SOURCE RECORDS: Begin

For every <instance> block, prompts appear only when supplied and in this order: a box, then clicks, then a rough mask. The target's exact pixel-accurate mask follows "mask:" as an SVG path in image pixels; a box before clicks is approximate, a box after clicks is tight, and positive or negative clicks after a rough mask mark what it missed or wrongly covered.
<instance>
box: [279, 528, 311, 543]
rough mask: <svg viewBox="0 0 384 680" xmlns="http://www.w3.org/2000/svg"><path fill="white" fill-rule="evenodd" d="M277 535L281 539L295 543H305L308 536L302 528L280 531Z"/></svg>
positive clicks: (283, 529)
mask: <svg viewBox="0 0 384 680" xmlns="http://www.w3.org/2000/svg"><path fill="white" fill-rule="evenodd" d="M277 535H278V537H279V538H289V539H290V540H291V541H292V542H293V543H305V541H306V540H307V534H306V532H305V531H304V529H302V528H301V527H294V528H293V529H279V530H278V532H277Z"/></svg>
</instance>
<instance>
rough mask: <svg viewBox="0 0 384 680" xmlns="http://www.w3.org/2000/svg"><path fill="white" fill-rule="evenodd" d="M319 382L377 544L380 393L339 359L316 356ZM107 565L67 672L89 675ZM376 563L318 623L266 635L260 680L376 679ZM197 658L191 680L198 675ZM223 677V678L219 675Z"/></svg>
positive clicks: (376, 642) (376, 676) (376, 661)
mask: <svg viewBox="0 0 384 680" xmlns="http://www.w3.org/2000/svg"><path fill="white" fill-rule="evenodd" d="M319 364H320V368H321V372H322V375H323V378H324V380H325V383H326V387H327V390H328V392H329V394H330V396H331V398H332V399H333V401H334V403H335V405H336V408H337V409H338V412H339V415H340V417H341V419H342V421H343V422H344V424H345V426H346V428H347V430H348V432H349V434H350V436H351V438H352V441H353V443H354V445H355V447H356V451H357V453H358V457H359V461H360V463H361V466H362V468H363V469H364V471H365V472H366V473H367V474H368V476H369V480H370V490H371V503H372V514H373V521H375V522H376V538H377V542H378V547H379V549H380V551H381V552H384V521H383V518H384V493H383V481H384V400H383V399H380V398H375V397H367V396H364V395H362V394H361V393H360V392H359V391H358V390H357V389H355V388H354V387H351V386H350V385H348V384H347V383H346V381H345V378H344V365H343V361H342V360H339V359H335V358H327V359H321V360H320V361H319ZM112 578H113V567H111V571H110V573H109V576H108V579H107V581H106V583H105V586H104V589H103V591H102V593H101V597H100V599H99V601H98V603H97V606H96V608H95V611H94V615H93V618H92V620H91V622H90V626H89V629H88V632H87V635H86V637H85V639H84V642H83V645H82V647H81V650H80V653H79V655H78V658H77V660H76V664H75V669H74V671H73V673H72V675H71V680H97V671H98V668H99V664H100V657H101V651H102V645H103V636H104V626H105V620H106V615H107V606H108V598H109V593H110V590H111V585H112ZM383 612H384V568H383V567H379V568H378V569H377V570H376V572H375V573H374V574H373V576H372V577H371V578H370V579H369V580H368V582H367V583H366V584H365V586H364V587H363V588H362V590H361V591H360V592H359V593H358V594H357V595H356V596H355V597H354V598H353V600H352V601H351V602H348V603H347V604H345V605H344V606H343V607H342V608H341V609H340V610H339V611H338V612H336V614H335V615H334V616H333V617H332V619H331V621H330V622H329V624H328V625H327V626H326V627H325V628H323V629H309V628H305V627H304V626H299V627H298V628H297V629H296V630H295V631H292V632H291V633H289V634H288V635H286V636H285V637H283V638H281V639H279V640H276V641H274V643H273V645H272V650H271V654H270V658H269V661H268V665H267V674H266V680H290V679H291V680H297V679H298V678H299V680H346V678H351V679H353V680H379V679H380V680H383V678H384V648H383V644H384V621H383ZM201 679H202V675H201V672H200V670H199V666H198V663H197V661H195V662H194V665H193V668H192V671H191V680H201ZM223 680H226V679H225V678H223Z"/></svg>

SOURCE RECORDS: End

### TASK TO COMPLETE
Using the listing above, copy exactly the line that contains "535L281 539L295 543H305L308", the line that contains "382L377 544L380 393L339", and each line that falls between them.

### REPLY TO THE TASK
rough mask: <svg viewBox="0 0 384 680" xmlns="http://www.w3.org/2000/svg"><path fill="white" fill-rule="evenodd" d="M277 535L281 539L295 543H305L308 536L302 528L280 531Z"/></svg>
positive clicks: (283, 529)
mask: <svg viewBox="0 0 384 680" xmlns="http://www.w3.org/2000/svg"><path fill="white" fill-rule="evenodd" d="M277 535H278V537H279V538H289V539H290V540H291V541H292V542H293V543H305V541H306V540H307V534H306V532H305V531H304V529H302V528H301V527H294V528H293V529H279V530H278V532H277Z"/></svg>
</instance>
<instance>
rough mask: <svg viewBox="0 0 384 680" xmlns="http://www.w3.org/2000/svg"><path fill="white" fill-rule="evenodd" d="M319 382L377 544L380 393L339 359L316 356ZM107 565L67 672L89 675ZM376 563L318 623L266 635L260 680L376 679ZM197 658L191 680L198 675ZM223 677V678L219 675Z"/></svg>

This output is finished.